• _What the task requires_
Return the records word for word. Any pictures in them are not part of the copy.
--- --- ---
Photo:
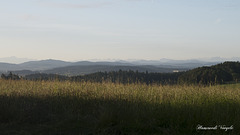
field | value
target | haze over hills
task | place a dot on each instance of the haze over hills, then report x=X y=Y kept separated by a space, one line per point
x=86 y=67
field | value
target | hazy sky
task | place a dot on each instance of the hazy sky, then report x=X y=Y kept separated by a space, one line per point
x=119 y=29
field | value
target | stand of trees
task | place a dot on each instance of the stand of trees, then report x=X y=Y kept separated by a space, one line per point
x=227 y=72
x=10 y=76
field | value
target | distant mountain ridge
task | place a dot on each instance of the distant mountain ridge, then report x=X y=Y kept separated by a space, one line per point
x=86 y=67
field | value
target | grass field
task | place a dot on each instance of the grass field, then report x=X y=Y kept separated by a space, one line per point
x=70 y=108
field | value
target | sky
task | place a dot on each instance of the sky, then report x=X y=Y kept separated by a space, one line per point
x=119 y=29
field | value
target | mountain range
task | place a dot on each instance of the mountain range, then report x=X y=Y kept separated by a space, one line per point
x=87 y=67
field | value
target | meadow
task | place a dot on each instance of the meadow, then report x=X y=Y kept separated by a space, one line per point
x=84 y=108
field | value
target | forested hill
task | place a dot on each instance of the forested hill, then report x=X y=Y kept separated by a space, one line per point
x=217 y=74
x=227 y=72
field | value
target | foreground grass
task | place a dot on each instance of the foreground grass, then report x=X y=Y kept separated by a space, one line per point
x=68 y=108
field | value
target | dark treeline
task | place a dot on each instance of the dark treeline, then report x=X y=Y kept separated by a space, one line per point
x=227 y=72
x=10 y=76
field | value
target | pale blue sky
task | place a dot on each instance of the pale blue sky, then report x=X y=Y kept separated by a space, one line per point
x=119 y=29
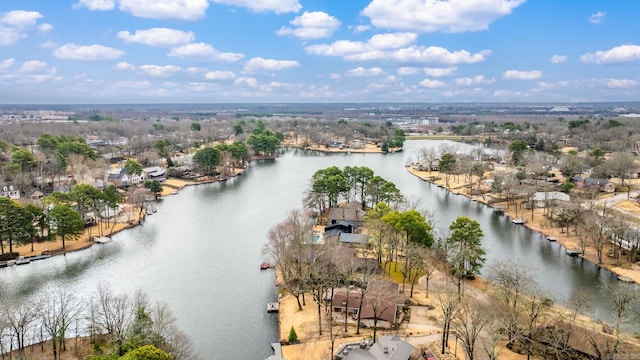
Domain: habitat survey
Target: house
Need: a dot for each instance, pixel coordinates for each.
(342, 226)
(543, 199)
(119, 177)
(382, 305)
(10, 191)
(155, 173)
(603, 184)
(349, 212)
(388, 347)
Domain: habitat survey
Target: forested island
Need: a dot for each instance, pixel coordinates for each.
(70, 176)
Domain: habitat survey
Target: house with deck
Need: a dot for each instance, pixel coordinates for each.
(10, 191)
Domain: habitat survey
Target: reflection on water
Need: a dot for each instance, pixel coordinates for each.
(201, 251)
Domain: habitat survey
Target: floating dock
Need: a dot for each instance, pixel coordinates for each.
(574, 252)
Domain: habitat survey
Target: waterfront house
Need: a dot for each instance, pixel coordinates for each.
(544, 199)
(388, 347)
(602, 184)
(349, 212)
(10, 191)
(155, 173)
(382, 305)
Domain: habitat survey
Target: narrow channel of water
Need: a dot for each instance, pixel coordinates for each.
(201, 251)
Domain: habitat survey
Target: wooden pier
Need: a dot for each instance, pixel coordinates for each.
(273, 307)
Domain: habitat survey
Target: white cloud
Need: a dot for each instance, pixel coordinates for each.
(476, 80)
(123, 65)
(394, 47)
(361, 28)
(438, 72)
(89, 52)
(159, 71)
(558, 59)
(375, 43)
(597, 17)
(621, 83)
(161, 37)
(622, 53)
(277, 6)
(102, 5)
(431, 84)
(421, 54)
(49, 45)
(258, 64)
(20, 19)
(407, 70)
(45, 27)
(203, 51)
(16, 24)
(219, 75)
(34, 66)
(246, 81)
(189, 10)
(311, 25)
(442, 15)
(6, 64)
(360, 71)
(522, 75)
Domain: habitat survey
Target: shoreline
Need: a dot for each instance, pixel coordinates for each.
(566, 240)
(171, 186)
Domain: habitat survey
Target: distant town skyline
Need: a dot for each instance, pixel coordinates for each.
(222, 51)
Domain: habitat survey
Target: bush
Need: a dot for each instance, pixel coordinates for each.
(293, 337)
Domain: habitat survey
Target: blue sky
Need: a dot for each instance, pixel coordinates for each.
(180, 51)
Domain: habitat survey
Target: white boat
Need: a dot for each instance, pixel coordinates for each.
(21, 260)
(102, 239)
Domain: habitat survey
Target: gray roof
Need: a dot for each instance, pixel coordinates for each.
(349, 238)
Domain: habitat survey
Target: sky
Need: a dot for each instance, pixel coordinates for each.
(318, 51)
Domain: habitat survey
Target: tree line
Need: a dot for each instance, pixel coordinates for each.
(117, 326)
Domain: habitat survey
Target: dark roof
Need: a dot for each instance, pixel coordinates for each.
(349, 238)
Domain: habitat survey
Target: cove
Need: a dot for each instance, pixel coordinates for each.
(201, 251)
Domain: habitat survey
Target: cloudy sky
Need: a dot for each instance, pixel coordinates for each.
(177, 51)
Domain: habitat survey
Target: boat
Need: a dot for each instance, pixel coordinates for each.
(40, 257)
(102, 239)
(21, 260)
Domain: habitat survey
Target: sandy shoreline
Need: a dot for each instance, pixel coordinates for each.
(538, 224)
(129, 218)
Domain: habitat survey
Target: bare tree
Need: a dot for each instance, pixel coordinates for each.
(59, 309)
(450, 305)
(20, 318)
(468, 324)
(113, 314)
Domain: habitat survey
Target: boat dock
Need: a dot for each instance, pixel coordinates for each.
(574, 252)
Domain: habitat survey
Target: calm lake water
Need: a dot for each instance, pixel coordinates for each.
(201, 251)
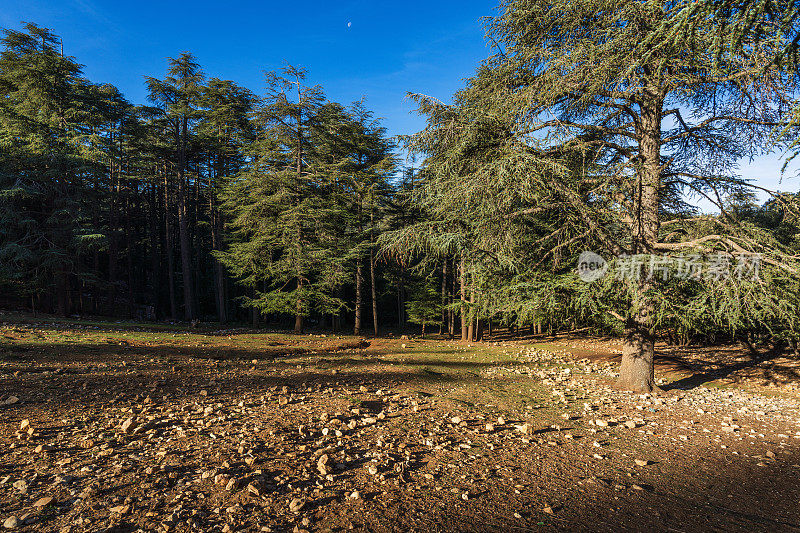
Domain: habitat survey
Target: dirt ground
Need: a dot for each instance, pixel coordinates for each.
(122, 427)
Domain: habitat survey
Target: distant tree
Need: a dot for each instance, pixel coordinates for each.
(44, 200)
(280, 209)
(225, 131)
(178, 95)
(425, 306)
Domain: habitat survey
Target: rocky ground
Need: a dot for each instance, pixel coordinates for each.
(118, 428)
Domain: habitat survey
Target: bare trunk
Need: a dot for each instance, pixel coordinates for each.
(374, 291)
(183, 229)
(463, 313)
(359, 297)
(637, 368)
(471, 327)
(173, 305)
(298, 317)
(444, 297)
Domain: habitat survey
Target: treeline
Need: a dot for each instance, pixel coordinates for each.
(208, 203)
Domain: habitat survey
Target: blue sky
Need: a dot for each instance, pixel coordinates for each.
(389, 48)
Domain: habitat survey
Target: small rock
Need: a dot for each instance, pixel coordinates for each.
(127, 426)
(43, 502)
(296, 505)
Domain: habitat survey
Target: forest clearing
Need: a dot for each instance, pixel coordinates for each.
(465, 265)
(114, 427)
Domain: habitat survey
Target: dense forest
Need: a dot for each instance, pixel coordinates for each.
(589, 127)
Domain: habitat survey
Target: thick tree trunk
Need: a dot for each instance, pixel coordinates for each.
(471, 326)
(173, 305)
(359, 297)
(155, 259)
(637, 372)
(219, 272)
(637, 368)
(401, 311)
(298, 317)
(186, 254)
(463, 312)
(443, 323)
(183, 225)
(374, 291)
(451, 315)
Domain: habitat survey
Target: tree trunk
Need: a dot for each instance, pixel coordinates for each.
(298, 317)
(401, 312)
(637, 368)
(444, 297)
(359, 297)
(173, 305)
(374, 290)
(219, 272)
(471, 327)
(186, 253)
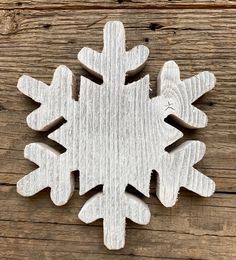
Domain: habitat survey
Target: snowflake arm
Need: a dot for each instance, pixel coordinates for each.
(55, 99)
(181, 94)
(175, 171)
(51, 173)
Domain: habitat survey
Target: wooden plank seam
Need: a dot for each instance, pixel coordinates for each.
(116, 135)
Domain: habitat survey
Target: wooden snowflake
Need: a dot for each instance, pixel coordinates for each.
(116, 135)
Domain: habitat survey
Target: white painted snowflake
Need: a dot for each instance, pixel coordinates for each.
(116, 135)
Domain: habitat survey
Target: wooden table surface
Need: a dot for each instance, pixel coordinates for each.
(38, 35)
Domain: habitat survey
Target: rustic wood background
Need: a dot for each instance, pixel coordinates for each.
--- --- ---
• _Problem solution_
Photo:
field | value
target | haze over hills
task | place a dot on each instance of the haze over hills, then report x=X y=Y kept separated by a space, one line per point
x=86 y=67
field | value
target | hazy sky
task | place a dot on each instance of the hazy sky, then report x=X y=Y kept separated by a space, one line per point
x=119 y=29
field | value
target | stand of trees
task | place a dot on each instance of the stand of trees, then report x=X y=Y kept separated by a space, one line per point
x=227 y=72
x=10 y=76
field | value
target | distant mountain ridge
task | place a dot on each instance of the distant mountain ridge, then report x=X y=Y kept separated by a space, one line per point
x=86 y=67
field | value
target | grass field
task | place a dot on each instance of the grass field, then report x=X y=Y kept separated by a space, one line per point
x=70 y=108
field | value
target | sky
task | place a dot on each instance of the sky, then report x=X y=Y kept separated by a space, one line per point
x=119 y=29
field | value
target | mountain range
task | place a dot on each instance of the mountain range, then report x=X y=Y kept separated by a space, one line per point
x=87 y=67
field | value
target | meadow
task | place a dot on each instance of the meadow, then report x=X y=Y kept separated by a space, one line per point
x=84 y=108
field | value
target | forested hill
task | place a dot on each instance of the forested hill, then report x=X y=Y kept separated by a space, one line per point
x=217 y=74
x=227 y=72
field | value
target | foreground grass
task | place a dot on each instance of the foreground grass, then report x=X y=Y kept separated by a space, one line per point
x=68 y=108
field | value
target | dark treeline
task | place a dot on each instance of the dark treeline, then report x=X y=Y kept separated by a space, one line per point
x=227 y=72
x=10 y=76
field | value
target | pale blue sky
task | place a dot on each instance of the pale blue sky, then report x=X y=Y kept separated by a space, one line per point
x=119 y=29
Domain: habitat survey
Target: house
Need: a dot for each instance, pixel coordinates for each.
(342, 226)
(543, 199)
(119, 177)
(382, 305)
(10, 191)
(155, 173)
(603, 184)
(349, 212)
(388, 347)
Domain: habitat survey
Target: forested island
Need: a dot for each instance, pixel coordinates for each.
(70, 176)
Domain: habitat survey
Target: house with deck
Need: a dot for each instance, pixel coordinates for each.
(10, 191)
Domain: habitat survey
Target: reflection on water
Need: a dot for each instance, pixel coordinates for each.
(201, 251)
Domain: habitat survey
Target: floating dock
Need: a dot for each instance, pixel coordinates for each.
(574, 252)
Domain: habitat survey
Target: waterfront house
Need: a dot for each instance, pixel coordinates for each.
(544, 199)
(388, 347)
(602, 184)
(349, 212)
(10, 191)
(155, 173)
(382, 305)
Domain: habitat survey
Target: narrow channel of water
Need: a dot for each instance, pixel coordinates for each.
(201, 251)
Domain: habitat survey
Target: wooden pier
Need: a dot for each instance, pixel coordinates for each.
(273, 307)
Domain: habitat survey
Target: white cloud
Need: a dot for each instance, pixel coordinates for each.
(476, 80)
(123, 65)
(394, 47)
(361, 28)
(438, 72)
(89, 52)
(159, 71)
(558, 59)
(375, 43)
(597, 17)
(621, 83)
(161, 37)
(622, 53)
(277, 6)
(102, 5)
(431, 84)
(421, 54)
(49, 45)
(258, 64)
(20, 19)
(407, 70)
(45, 27)
(203, 51)
(16, 24)
(219, 75)
(34, 66)
(246, 81)
(189, 10)
(311, 25)
(442, 15)
(6, 64)
(360, 71)
(522, 75)
Domain: habitat survey
Target: shoreline
Need: a dot for each instance, pixel coordinates for each.
(566, 240)
(171, 186)
Domain: habitat survey
Target: distant town skyline
Need: a dot for each instance, pixel coordinates for each.
(222, 51)
Domain: habitat survey
Target: bush
Need: a dot for each instance, pixel coordinates for each.
(293, 337)
Domain: habitat survey
Target: blue sky
Need: a dot for each instance, pixel coordinates for each.
(180, 51)
Domain: habitat survey
Target: white boat
Need: a dot for each instance, pixel coordinates for each.
(21, 260)
(102, 239)
Domain: habitat survey
Target: gray roof
Need: a dot for each instance, pixel coordinates for each.
(349, 238)
Domain: habitat survey
Target: sky
Need: a dot for each instance, pixel coordinates for each.
(318, 51)
Domain: habitat survey
Target: tree line
Need: a dot for each instance, pixel coordinates for each.
(117, 326)
Domain: habitat survey
Target: dark roof
Need: a dot for each instance, pixel coordinates for each.
(349, 238)
Domain: habitat survey
Target: cove
Need: a dot for each instance, pixel coordinates for each.
(201, 251)
Domain: habitat survey
Target: cloudy sky
Need: a dot for each instance, pixel coordinates for each.
(177, 51)
Domain: habitat survey
Target: boat
Need: a dot for each instance, pixel coordinates for each.
(40, 257)
(102, 239)
(21, 260)
Domain: habitat survey
Target: sandy shoreline
Need: a dot for each instance, pixel coordinates for each.
(538, 224)
(129, 218)
Domain: habitat survey
Target: bare tree
Need: a dot for each instance, pixel coordinates for each.
(59, 309)
(450, 305)
(20, 318)
(468, 324)
(113, 314)
Domain: habitat survey
Target: boat dock
Need: a dot for each instance, pixel coordinates for each.
(574, 252)
Domain: habitat survey
Target: calm lake water
Need: a dot for each instance, pixel coordinates for each.
(201, 251)
Domain: habitat survey
Target: dirt ground
Need: a dot for each instance, pixel coordinates for each.
(122, 427)
Domain: habitat survey
Target: distant tree
Need: a dot for each instance, pixel coordinates for each.
(44, 200)
(280, 209)
(225, 131)
(178, 95)
(425, 306)
Domain: habitat survey
Target: rocky ground
Need: a dot for each instance, pixel coordinates for each.
(118, 428)
Domain: habitat survey
Target: bare trunk
Need: a dot for each instance, pixel coordinates for each.
(374, 291)
(183, 229)
(463, 313)
(359, 297)
(637, 368)
(471, 327)
(173, 305)
(298, 317)
(444, 297)
Domain: habitat survey
Target: treeline
Need: a dot for each instance, pixel coordinates for each.
(208, 203)
Domain: habitat survey
Target: blue sky
Need: a dot for each instance, pixel coordinates for each.
(389, 48)
Domain: habitat survey
Target: small rock
Need: a dot for each instance, pixel coordinates for each.
(127, 426)
(43, 502)
(296, 505)
Domain: habitat survey
Target: forest clearing
Need: a dot for each instance, pixel coordinates for each.
(465, 265)
(114, 427)
Domain: habitat survey
Target: dense forest
Need: a dot for each instance, pixel coordinates for each.
(589, 127)
Domain: habitat survey
Target: thick tree trunk
Need: a dot for each instance, pixel coordinates for each.
(471, 326)
(173, 305)
(359, 297)
(155, 259)
(637, 372)
(219, 272)
(637, 368)
(401, 311)
(298, 317)
(186, 254)
(463, 312)
(443, 323)
(183, 225)
(374, 291)
(451, 315)
Domain: habitat survey
Target: tree trunk
Need: a dot for each instance, pixel coordinates for each.
(298, 317)
(401, 312)
(637, 368)
(444, 297)
(359, 297)
(173, 305)
(374, 290)
(219, 272)
(471, 327)
(186, 253)
Domain: habitat survey
Target: snowflake arm
Need: a dot for each instance, pixel coordinates for each.
(55, 99)
(181, 94)
(175, 171)
(51, 173)
Domain: habitat survey
Target: wooden plank seam
Need: a dot for each instance, pixel coordinates for each.
(116, 135)
Domain: habitat survey
Target: wooden snowflake
Need: a dot for each instance, pixel coordinates for each.
(116, 135)
Domain: habitat survey
Target: white painted snowflake
Need: a dot for each instance, pixel coordinates for each.
(116, 135)
Domain: habitat survey
Target: wooden table surface
Need: a dot for each instance, pixel coordinates for each.
(38, 35)
Domain: habitat survey
Target: rustic wood background
Need: a dot for each instance, pixel coordinates for each.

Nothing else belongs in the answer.